* _THE PROBLEM_
Look through the lines below and extract each one that contains "water".
-------- RECORDS PROVIDED --------
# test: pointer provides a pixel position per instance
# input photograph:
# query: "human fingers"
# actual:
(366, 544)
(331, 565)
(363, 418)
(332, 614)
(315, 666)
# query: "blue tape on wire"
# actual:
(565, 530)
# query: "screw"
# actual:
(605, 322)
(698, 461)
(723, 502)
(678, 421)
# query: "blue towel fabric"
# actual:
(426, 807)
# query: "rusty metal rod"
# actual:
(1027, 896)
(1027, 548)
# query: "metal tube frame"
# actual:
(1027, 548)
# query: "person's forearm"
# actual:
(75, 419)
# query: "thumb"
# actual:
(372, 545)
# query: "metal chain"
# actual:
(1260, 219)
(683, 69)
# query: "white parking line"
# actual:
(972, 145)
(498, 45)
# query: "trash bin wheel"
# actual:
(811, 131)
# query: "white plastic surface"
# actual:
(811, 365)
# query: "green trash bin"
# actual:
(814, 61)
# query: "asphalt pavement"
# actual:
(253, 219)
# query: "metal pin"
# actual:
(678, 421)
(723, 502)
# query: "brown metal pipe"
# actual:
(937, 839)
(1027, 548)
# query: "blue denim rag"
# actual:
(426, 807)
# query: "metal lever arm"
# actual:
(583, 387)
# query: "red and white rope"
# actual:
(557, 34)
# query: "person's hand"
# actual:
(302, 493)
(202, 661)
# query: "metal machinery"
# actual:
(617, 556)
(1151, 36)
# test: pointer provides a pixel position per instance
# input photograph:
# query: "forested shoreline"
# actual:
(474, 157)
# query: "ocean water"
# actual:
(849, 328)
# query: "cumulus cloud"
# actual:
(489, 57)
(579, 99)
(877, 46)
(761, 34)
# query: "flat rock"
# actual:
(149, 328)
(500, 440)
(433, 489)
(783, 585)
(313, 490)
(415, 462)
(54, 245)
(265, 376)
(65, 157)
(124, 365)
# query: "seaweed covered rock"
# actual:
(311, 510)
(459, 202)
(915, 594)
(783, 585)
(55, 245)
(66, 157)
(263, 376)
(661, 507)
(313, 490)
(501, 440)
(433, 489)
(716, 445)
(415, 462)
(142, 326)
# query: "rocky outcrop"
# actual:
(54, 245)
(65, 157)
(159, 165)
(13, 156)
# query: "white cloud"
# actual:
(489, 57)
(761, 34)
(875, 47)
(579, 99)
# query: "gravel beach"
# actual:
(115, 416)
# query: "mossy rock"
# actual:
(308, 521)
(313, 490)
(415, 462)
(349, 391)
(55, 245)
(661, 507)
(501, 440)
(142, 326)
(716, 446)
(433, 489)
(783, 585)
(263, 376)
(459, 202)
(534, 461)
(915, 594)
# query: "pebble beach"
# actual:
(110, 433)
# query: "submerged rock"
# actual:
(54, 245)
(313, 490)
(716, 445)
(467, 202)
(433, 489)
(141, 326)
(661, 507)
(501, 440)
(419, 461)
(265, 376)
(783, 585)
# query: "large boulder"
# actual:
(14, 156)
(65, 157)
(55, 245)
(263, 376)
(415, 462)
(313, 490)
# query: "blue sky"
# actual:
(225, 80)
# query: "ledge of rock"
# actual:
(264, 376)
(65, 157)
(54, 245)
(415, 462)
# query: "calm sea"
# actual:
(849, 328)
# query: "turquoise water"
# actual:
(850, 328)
--------
* _TASK OUTPUT_
# query: "ocean water"
# query: "turquoise water"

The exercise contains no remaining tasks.